(What the task requires) How many lines below hold the string "instance"? Report that number alone.

(Data listing)
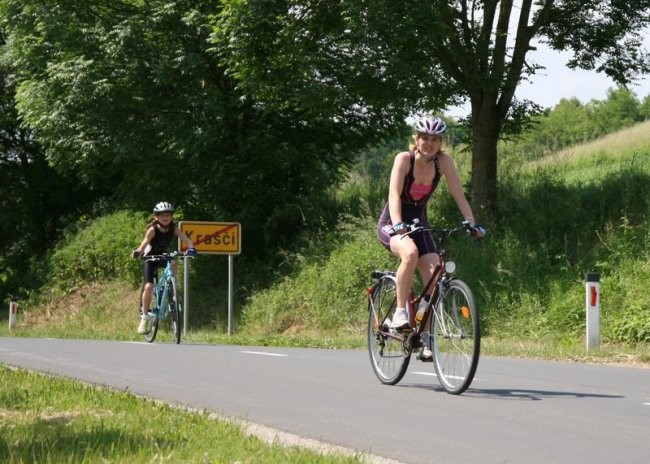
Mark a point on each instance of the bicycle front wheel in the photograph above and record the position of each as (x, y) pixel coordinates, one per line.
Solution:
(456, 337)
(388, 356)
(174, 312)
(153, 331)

--

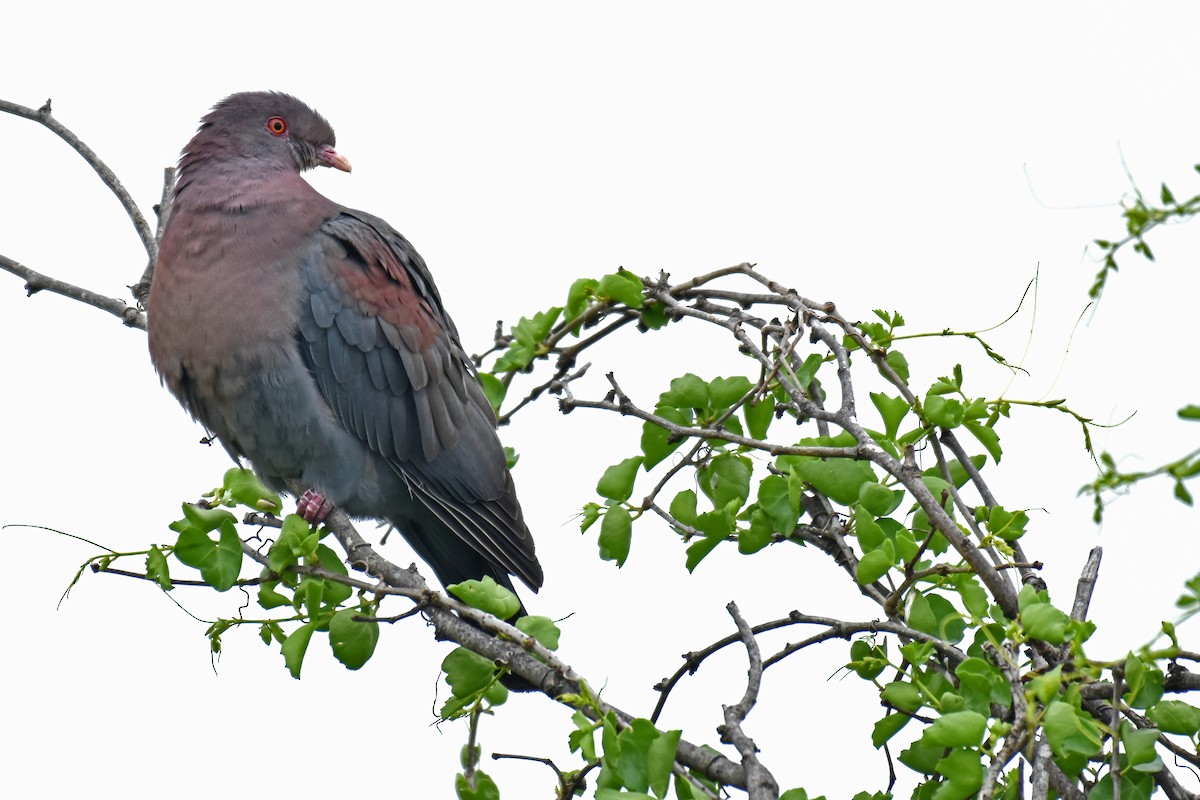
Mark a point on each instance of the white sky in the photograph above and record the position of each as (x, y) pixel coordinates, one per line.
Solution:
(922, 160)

(Answer to the exercise) 2